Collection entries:
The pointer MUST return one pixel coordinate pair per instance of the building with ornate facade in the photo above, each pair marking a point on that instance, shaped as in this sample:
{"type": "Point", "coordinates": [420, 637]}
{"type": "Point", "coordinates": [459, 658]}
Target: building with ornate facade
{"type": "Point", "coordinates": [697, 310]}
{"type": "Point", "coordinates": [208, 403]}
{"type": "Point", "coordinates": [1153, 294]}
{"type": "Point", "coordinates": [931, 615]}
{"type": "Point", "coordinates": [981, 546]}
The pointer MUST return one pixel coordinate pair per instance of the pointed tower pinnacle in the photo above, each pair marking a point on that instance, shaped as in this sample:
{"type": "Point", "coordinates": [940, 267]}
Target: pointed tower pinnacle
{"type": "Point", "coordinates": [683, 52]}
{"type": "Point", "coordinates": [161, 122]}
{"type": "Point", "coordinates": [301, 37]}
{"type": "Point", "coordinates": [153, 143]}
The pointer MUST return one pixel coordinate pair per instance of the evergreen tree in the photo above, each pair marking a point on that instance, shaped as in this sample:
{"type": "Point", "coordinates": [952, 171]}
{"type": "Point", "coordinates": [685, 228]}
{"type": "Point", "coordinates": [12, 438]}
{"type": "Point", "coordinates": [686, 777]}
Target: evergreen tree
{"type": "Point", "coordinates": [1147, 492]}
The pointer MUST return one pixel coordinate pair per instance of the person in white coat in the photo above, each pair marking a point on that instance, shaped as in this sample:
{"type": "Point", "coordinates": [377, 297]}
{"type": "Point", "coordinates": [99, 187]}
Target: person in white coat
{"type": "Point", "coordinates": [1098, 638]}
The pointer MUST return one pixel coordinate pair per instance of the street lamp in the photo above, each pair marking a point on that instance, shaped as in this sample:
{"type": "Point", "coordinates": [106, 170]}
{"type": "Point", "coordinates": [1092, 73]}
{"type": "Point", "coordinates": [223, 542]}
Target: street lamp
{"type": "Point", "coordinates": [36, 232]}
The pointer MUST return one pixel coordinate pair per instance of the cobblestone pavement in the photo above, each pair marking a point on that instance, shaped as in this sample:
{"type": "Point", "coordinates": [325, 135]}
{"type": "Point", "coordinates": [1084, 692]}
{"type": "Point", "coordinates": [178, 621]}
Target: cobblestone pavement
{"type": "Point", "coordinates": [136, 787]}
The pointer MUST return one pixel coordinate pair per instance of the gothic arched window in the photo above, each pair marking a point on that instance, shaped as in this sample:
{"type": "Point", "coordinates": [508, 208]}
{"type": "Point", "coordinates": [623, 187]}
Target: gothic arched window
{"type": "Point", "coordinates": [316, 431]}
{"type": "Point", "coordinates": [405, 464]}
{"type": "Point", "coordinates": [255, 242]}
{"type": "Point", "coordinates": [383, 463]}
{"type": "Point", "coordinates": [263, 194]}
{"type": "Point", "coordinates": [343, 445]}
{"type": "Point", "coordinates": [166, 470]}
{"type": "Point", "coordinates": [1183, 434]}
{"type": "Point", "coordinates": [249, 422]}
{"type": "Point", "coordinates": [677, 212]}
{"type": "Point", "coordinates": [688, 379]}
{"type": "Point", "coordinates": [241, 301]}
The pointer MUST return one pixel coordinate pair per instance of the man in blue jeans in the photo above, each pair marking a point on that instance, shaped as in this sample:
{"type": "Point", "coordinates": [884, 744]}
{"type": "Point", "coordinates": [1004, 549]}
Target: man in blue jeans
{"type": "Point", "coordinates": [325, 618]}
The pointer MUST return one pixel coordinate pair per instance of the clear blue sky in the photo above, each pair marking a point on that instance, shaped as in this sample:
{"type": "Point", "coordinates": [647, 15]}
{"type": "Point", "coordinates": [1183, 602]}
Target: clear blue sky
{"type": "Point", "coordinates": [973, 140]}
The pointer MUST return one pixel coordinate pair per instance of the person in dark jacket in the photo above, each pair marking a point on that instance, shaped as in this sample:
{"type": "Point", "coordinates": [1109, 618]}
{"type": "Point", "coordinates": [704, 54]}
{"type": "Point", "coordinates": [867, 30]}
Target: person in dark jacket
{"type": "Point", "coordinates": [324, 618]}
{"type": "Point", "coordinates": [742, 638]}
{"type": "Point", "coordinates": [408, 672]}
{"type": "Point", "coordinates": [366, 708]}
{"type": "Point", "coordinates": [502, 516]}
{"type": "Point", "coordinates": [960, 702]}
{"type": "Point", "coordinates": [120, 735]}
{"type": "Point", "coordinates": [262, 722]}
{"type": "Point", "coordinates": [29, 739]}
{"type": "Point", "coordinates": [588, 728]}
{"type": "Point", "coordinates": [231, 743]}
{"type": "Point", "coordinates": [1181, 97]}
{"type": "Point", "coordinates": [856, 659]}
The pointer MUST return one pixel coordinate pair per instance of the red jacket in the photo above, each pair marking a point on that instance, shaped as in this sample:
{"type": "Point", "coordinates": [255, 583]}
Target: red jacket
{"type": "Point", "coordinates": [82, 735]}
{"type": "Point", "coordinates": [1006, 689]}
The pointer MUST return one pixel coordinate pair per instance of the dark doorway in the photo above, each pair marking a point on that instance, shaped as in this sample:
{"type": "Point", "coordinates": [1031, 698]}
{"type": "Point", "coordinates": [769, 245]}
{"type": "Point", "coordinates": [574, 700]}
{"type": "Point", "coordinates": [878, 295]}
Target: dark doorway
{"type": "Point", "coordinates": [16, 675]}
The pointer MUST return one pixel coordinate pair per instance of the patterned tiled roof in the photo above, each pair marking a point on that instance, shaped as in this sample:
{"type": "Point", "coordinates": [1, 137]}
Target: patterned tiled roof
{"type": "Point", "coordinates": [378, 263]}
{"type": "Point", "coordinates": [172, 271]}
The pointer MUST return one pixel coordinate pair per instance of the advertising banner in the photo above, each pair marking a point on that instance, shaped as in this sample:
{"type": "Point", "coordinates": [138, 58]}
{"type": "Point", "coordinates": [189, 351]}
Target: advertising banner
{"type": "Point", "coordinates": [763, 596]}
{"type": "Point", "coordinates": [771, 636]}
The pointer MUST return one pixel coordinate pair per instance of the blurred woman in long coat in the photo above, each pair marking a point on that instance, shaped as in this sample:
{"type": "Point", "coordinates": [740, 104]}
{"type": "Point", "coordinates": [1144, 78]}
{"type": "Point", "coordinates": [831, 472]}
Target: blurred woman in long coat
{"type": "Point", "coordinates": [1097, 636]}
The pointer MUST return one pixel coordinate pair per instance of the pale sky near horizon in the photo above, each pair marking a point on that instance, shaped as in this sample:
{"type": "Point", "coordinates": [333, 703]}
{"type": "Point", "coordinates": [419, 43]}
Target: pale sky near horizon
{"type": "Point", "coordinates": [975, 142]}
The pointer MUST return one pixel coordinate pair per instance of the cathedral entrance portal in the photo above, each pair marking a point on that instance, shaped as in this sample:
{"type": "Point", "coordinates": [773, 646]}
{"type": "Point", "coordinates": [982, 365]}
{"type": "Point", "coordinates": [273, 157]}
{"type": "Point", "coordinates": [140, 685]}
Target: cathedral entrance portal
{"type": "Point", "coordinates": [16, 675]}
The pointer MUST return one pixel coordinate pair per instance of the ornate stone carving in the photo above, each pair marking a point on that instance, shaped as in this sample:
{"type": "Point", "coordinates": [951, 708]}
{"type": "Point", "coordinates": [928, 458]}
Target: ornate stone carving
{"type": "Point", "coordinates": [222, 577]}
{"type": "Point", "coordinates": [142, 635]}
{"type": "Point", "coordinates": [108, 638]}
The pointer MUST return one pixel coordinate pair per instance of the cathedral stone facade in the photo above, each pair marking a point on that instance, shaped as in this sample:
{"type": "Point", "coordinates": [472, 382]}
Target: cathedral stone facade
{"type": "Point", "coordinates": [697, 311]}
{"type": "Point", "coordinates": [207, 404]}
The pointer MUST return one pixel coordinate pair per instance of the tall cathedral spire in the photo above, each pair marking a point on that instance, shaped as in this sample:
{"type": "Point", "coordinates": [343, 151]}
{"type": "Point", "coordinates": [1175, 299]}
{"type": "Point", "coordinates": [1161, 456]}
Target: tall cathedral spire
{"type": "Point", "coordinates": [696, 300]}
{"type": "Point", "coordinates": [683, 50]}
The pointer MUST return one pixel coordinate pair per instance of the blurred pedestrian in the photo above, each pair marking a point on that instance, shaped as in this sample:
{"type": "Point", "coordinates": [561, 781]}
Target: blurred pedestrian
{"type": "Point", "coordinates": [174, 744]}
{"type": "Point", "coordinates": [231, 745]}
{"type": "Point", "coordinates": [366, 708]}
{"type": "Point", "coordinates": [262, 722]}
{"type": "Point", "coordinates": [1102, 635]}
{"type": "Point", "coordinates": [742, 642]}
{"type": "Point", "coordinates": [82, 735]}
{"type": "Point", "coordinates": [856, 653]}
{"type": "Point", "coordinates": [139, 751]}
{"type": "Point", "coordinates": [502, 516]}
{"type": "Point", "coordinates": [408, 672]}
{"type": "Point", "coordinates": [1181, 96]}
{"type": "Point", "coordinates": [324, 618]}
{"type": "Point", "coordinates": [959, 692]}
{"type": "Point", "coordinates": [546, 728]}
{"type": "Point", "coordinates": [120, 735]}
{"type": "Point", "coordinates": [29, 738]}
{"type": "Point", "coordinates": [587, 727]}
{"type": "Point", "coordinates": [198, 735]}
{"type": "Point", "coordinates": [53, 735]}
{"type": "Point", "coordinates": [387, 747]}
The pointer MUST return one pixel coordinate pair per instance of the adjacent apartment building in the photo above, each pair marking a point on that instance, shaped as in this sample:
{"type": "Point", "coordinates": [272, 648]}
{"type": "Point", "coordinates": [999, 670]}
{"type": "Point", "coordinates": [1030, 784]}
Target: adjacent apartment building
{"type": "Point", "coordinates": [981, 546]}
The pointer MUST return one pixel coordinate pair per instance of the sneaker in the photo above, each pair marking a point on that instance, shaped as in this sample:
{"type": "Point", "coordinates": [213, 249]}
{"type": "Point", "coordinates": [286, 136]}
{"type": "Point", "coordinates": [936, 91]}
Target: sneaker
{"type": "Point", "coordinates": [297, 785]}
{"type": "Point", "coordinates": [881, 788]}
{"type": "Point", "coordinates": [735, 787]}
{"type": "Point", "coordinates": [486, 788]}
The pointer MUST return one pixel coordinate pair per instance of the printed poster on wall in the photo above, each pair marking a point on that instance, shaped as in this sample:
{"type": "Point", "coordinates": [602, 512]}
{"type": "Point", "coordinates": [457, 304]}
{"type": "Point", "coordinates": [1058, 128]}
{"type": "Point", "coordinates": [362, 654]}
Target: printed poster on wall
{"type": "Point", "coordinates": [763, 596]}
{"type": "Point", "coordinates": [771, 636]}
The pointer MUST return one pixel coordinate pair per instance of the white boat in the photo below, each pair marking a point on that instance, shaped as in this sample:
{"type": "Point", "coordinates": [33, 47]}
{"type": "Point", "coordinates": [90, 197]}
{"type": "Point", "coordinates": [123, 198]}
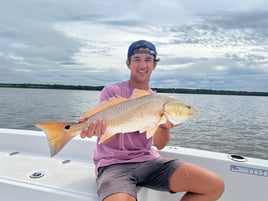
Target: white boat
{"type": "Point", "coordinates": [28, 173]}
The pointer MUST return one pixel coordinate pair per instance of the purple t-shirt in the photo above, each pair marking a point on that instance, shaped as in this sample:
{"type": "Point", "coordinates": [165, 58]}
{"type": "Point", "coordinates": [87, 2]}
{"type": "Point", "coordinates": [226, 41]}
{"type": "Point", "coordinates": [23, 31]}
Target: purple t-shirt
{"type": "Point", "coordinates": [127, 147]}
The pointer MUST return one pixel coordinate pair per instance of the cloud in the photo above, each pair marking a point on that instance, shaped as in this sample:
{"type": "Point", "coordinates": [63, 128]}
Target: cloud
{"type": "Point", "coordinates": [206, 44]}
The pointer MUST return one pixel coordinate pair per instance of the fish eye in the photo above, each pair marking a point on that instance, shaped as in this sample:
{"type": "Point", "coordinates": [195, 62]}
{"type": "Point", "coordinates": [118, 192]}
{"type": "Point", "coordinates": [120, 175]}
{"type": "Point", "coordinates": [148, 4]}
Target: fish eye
...
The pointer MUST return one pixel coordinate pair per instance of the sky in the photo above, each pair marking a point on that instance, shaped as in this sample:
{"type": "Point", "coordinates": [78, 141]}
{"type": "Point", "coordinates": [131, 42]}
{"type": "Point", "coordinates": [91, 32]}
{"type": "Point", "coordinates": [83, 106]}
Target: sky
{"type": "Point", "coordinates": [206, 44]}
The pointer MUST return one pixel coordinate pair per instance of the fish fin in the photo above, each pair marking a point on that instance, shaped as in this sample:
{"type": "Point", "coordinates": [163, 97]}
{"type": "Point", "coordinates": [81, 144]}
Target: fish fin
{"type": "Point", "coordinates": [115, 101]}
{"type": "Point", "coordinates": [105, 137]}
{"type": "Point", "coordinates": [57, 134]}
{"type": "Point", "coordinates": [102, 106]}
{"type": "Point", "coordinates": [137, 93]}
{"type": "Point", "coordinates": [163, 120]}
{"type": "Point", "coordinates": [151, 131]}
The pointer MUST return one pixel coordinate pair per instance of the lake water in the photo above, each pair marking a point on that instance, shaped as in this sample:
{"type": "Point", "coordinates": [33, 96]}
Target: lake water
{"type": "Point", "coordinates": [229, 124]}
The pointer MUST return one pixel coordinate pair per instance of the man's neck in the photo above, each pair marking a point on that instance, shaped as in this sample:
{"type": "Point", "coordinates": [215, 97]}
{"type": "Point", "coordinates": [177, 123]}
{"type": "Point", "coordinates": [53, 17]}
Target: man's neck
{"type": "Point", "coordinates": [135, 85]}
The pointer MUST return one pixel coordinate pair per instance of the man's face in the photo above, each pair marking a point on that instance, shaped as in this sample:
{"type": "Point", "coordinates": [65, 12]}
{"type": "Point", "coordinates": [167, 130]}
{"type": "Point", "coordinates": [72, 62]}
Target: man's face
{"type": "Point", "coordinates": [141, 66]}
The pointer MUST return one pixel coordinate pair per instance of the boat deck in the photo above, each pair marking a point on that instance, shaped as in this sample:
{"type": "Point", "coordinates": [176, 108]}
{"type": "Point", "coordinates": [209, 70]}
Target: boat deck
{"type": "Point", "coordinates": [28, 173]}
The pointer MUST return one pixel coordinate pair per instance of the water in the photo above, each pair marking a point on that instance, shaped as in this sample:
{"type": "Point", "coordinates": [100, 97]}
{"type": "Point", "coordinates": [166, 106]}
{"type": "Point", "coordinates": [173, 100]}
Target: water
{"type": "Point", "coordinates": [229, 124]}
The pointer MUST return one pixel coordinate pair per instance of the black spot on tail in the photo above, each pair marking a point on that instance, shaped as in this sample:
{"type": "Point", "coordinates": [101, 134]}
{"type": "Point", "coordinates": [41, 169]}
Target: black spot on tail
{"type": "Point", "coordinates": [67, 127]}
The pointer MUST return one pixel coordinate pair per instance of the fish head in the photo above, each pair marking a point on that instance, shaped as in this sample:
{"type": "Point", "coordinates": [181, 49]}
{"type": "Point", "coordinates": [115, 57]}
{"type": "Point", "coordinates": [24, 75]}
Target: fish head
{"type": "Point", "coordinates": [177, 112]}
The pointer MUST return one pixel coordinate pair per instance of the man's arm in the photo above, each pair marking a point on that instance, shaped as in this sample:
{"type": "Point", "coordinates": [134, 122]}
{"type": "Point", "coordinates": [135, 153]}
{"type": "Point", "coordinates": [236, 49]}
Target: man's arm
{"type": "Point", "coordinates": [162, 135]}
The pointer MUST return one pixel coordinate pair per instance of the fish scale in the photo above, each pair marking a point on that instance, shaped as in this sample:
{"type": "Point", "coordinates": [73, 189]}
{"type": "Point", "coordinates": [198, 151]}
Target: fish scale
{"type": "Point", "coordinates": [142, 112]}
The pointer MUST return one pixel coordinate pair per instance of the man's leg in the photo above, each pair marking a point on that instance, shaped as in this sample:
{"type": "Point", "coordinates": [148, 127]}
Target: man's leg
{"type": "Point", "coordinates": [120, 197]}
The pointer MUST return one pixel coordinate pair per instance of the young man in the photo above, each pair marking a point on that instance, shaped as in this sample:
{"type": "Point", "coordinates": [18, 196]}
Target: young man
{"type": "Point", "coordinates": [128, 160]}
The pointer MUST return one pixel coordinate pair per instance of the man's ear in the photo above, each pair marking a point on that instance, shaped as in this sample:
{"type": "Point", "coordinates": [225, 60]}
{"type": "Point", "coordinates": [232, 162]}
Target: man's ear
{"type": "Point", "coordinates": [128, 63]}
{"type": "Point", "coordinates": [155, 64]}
---
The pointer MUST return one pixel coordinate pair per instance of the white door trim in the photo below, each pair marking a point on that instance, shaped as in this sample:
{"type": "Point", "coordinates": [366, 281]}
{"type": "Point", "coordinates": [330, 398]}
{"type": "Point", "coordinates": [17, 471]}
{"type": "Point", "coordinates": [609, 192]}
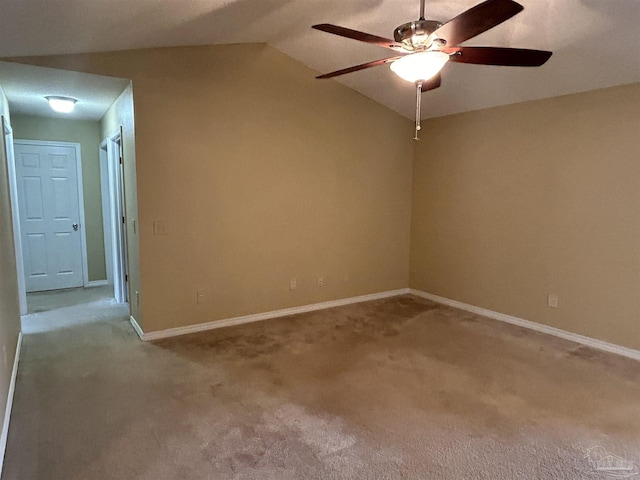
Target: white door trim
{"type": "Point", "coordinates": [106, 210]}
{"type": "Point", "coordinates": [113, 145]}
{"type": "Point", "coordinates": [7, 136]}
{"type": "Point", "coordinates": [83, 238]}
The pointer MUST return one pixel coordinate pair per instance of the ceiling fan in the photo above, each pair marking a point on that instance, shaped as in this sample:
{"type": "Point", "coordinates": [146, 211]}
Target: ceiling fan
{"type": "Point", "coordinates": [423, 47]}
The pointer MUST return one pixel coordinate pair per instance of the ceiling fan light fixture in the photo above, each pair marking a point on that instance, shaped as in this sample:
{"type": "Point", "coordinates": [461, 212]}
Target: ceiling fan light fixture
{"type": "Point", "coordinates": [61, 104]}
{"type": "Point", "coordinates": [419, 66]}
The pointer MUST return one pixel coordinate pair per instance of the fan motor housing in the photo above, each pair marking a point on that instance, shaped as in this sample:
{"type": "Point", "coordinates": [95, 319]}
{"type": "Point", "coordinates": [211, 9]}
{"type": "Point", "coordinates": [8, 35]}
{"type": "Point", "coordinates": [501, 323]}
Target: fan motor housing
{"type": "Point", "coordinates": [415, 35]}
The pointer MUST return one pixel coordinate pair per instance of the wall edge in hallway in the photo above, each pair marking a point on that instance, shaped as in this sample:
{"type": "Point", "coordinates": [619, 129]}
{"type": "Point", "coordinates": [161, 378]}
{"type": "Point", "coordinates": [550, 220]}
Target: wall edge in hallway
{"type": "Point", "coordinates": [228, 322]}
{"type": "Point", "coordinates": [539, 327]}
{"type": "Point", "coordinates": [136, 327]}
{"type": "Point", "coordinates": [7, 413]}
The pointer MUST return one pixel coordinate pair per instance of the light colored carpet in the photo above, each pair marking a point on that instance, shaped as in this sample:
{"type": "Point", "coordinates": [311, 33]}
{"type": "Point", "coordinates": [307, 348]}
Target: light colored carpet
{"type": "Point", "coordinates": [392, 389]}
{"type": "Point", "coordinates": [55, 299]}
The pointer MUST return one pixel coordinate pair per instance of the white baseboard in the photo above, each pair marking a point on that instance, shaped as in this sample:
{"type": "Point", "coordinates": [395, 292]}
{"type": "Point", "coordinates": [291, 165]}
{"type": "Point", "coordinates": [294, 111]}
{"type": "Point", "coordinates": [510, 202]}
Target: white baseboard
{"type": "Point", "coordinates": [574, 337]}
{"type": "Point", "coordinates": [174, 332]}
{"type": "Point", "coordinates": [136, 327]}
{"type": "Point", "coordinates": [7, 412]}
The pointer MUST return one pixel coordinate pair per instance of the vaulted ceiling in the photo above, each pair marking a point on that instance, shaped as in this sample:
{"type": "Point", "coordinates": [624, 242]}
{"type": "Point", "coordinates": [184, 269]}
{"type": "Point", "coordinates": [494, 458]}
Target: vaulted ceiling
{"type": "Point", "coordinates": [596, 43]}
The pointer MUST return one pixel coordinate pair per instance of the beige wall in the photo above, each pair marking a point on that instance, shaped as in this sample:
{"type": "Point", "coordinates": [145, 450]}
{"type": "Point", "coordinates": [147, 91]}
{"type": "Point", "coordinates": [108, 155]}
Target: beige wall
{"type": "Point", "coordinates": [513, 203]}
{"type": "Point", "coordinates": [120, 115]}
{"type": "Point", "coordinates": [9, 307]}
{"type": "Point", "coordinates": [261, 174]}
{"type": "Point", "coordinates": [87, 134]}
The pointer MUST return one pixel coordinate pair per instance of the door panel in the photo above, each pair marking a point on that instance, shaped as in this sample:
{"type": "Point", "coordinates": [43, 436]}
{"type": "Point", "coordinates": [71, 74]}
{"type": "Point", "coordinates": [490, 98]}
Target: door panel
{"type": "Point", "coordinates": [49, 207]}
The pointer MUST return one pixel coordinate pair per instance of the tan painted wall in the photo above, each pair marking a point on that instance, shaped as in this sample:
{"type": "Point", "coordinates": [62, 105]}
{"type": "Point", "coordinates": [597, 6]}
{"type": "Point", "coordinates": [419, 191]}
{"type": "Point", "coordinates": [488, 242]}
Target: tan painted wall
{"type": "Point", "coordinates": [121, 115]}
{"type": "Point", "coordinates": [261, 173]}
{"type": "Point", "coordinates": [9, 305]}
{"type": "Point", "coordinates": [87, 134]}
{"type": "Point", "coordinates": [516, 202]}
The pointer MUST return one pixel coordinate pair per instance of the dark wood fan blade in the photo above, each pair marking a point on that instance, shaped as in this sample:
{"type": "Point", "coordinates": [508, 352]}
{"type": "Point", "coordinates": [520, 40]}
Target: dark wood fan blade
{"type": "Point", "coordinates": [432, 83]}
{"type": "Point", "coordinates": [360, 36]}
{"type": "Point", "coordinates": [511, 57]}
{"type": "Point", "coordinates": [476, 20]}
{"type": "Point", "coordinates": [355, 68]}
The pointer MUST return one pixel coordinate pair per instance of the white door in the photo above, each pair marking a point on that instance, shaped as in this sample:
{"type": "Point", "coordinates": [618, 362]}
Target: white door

What the exercise asks: State how many lines in the items above contain the string "sneaker". Give only the number.

Solution to the problem: 2